# [Stated task]
Can you reproduce word for word the data that starts with the line containing "Reviewer note: make sure every instance of the pale", including that line, and continues through the very end of the data?

# [Supplied records]

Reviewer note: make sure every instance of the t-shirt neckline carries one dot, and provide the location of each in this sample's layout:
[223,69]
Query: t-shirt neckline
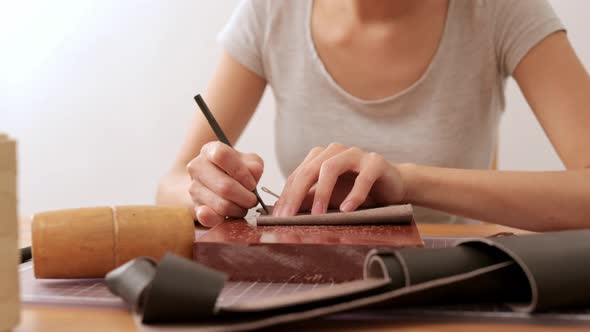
[320,64]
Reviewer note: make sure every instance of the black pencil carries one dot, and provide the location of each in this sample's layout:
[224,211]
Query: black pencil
[221,137]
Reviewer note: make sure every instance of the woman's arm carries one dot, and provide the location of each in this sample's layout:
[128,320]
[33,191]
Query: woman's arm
[232,94]
[556,86]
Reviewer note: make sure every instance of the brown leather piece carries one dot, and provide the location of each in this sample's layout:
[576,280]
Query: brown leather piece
[308,254]
[393,214]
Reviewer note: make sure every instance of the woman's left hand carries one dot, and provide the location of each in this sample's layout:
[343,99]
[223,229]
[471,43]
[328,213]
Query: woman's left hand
[347,177]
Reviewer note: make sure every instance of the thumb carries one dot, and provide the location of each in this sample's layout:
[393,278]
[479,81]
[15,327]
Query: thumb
[255,164]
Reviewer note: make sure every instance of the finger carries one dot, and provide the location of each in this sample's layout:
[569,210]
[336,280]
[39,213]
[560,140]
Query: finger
[330,171]
[228,159]
[202,195]
[224,186]
[311,155]
[207,217]
[254,164]
[297,188]
[370,171]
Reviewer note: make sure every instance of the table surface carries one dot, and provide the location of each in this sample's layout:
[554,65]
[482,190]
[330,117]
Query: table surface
[46,318]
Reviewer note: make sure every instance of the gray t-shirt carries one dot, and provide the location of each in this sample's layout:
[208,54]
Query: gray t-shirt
[447,118]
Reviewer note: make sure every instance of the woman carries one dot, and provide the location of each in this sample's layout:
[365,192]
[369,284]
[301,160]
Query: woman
[383,102]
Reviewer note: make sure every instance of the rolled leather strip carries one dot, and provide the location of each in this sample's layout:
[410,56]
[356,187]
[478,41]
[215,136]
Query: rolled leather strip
[176,290]
[393,214]
[556,265]
[498,270]
[130,280]
[464,274]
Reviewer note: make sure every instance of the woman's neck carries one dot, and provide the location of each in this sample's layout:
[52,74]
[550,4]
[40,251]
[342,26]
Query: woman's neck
[376,11]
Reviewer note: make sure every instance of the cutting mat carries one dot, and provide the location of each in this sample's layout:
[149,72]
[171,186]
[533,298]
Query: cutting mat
[93,292]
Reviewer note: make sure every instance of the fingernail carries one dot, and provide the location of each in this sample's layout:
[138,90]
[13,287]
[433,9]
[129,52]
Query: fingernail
[347,206]
[276,210]
[317,208]
[251,183]
[286,211]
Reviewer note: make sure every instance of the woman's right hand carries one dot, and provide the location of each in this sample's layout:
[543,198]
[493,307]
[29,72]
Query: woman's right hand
[222,181]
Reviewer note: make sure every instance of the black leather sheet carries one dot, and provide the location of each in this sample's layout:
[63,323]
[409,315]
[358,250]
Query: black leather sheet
[531,273]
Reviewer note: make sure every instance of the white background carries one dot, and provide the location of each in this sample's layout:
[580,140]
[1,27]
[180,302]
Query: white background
[99,95]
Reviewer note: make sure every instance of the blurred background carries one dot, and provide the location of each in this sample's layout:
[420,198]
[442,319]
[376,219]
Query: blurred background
[99,96]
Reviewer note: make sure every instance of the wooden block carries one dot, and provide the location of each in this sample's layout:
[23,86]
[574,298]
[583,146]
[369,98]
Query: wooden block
[307,254]
[89,242]
[9,290]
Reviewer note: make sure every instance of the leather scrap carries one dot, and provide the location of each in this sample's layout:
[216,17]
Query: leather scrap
[531,273]
[392,214]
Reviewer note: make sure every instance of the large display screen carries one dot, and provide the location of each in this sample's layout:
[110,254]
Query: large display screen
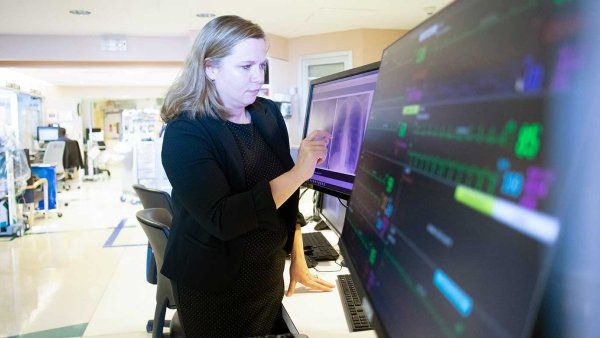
[476,166]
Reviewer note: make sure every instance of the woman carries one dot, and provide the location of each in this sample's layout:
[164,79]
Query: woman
[235,187]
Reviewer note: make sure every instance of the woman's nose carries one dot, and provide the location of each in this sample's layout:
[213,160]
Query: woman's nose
[258,75]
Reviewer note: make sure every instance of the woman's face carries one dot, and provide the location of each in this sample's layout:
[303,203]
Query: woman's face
[239,76]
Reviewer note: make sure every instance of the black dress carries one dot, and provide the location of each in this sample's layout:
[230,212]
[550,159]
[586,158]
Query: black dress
[251,306]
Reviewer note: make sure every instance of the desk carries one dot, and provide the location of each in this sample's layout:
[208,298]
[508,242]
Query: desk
[318,314]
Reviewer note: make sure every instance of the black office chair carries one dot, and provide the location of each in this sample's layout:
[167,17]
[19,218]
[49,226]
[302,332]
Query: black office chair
[156,224]
[153,198]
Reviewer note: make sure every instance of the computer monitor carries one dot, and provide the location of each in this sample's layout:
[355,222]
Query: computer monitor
[332,211]
[45,134]
[340,104]
[477,172]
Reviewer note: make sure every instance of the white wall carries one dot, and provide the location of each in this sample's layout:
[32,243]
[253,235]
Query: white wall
[88,48]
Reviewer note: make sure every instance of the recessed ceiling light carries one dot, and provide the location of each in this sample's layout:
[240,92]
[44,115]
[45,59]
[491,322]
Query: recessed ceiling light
[429,10]
[80,12]
[206,15]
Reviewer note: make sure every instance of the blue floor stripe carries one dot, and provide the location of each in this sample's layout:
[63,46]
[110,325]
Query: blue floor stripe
[60,332]
[125,245]
[113,236]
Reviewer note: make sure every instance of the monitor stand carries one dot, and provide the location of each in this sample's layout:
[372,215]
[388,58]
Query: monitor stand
[321,226]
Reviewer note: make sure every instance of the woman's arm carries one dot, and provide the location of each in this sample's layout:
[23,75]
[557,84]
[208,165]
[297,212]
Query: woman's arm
[203,189]
[313,151]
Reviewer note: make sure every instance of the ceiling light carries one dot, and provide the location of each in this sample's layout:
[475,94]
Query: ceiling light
[429,10]
[206,15]
[80,12]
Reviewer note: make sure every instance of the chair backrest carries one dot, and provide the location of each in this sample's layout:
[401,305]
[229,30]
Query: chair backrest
[153,198]
[54,155]
[156,223]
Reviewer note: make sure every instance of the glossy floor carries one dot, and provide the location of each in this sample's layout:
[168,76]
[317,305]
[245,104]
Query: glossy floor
[81,274]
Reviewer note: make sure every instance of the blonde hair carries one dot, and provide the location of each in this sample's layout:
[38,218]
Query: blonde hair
[193,92]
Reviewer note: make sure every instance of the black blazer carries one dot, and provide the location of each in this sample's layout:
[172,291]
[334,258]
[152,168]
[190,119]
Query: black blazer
[213,207]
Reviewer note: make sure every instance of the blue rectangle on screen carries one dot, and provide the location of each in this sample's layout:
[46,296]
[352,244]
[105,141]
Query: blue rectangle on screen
[455,295]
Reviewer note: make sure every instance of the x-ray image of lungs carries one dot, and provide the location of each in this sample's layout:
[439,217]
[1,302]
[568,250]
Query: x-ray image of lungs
[348,129]
[321,118]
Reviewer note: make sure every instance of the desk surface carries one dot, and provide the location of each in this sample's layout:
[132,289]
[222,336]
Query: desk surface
[319,314]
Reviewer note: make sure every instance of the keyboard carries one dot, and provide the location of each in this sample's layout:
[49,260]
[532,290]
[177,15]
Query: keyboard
[318,247]
[357,319]
[310,262]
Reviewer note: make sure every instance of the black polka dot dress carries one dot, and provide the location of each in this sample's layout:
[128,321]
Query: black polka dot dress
[251,306]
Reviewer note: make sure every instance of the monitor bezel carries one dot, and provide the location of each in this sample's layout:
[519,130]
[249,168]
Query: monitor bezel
[324,217]
[47,127]
[374,66]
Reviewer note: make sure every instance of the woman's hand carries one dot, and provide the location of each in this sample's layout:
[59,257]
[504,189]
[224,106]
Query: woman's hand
[299,274]
[313,151]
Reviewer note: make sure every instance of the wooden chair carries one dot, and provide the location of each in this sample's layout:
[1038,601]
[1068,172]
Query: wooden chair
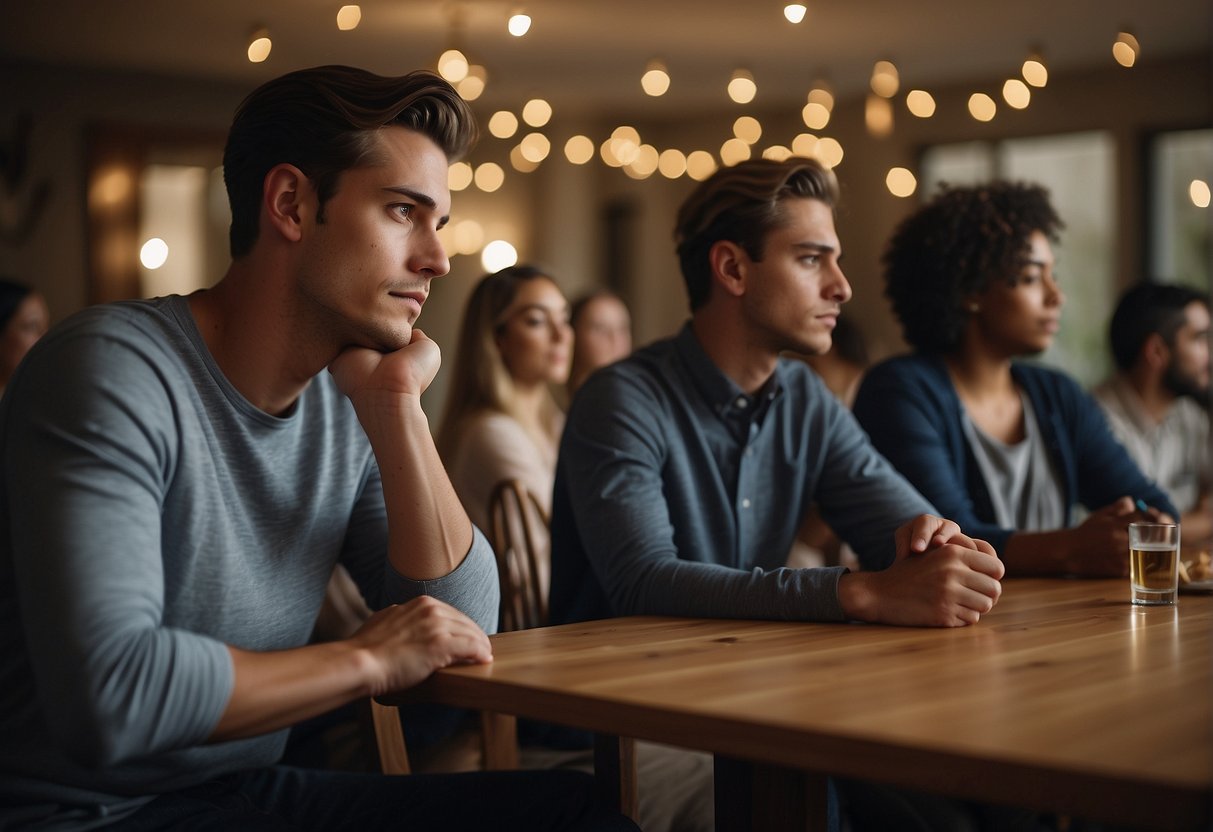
[518,531]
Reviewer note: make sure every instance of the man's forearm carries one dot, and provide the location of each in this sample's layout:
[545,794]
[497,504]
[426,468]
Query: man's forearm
[428,530]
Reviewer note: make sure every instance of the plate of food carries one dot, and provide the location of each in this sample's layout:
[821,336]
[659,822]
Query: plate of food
[1196,574]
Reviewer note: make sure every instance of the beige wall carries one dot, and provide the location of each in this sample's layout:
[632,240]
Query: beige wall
[556,214]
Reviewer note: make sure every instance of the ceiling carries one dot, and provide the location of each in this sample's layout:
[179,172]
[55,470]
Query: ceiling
[587,57]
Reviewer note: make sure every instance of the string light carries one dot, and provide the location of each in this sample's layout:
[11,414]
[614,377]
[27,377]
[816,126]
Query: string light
[260,45]
[519,23]
[655,80]
[348,17]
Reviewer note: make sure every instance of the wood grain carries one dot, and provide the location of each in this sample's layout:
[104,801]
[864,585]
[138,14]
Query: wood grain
[1065,697]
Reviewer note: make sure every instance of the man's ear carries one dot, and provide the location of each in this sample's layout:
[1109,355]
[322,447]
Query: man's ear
[729,262]
[1155,352]
[284,194]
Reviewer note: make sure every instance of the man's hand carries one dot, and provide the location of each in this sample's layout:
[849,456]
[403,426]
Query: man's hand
[939,579]
[404,644]
[408,371]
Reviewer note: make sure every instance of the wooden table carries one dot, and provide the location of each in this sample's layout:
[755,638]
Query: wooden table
[1064,699]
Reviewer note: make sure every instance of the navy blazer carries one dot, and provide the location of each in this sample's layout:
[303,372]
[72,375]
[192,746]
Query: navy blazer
[911,411]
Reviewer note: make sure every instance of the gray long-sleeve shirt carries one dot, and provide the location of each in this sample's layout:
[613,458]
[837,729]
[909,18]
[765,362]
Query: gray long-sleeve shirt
[151,516]
[677,494]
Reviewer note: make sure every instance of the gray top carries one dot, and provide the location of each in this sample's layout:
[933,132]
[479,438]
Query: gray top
[677,494]
[1174,452]
[1024,488]
[149,514]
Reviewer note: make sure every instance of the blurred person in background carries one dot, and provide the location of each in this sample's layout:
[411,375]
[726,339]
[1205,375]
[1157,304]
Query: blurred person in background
[1157,400]
[1003,446]
[502,420]
[23,320]
[602,334]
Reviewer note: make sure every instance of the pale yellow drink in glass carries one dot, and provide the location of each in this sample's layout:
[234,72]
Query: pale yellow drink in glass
[1154,563]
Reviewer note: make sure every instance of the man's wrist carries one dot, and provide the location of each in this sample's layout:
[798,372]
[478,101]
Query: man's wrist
[855,596]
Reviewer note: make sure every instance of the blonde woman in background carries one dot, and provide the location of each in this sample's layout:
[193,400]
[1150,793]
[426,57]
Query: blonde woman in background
[502,421]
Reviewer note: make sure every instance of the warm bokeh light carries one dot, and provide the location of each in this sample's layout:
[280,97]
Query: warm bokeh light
[815,115]
[878,117]
[742,87]
[1035,72]
[645,163]
[502,124]
[1199,192]
[806,144]
[734,150]
[519,161]
[154,254]
[886,79]
[536,112]
[535,147]
[900,182]
[829,152]
[579,149]
[795,12]
[672,163]
[921,103]
[260,46]
[472,86]
[489,177]
[747,129]
[453,66]
[700,165]
[1017,93]
[518,23]
[348,17]
[468,237]
[819,95]
[497,255]
[459,176]
[655,80]
[981,107]
[1126,50]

# [Solution for this problem]
Reviewer note: make sure every instance of the pale yellow drink in glass carries one dot, and provide the location of each in this sample's layout:
[234,72]
Query: pale yellow drink in glass
[1154,563]
Reviewer note: make sure every instance of the man's wrist carries one dot, and provide the location of each in this sample's layout:
[798,372]
[478,101]
Query: man's wrist
[855,596]
Reviewer note: make sure every instance of the blonde woman in background carries one dot, and provide the location of each in this sample's layout:
[193,400]
[1150,793]
[426,57]
Query: blonde woman in background
[502,421]
Reviewer note: make sure every instance of the warm bokeh light carries one dot, and provide the location of each in this sample's layout:
[280,97]
Query: warm bokeh light
[815,115]
[878,117]
[742,87]
[1035,72]
[645,163]
[502,124]
[1199,192]
[806,144]
[734,150]
[519,161]
[154,254]
[886,79]
[536,112]
[535,147]
[900,182]
[829,152]
[579,149]
[795,12]
[672,163]
[921,103]
[260,46]
[472,86]
[489,177]
[747,129]
[453,66]
[700,165]
[1017,93]
[518,23]
[348,17]
[468,237]
[819,95]
[497,255]
[459,176]
[655,80]
[981,107]
[1126,50]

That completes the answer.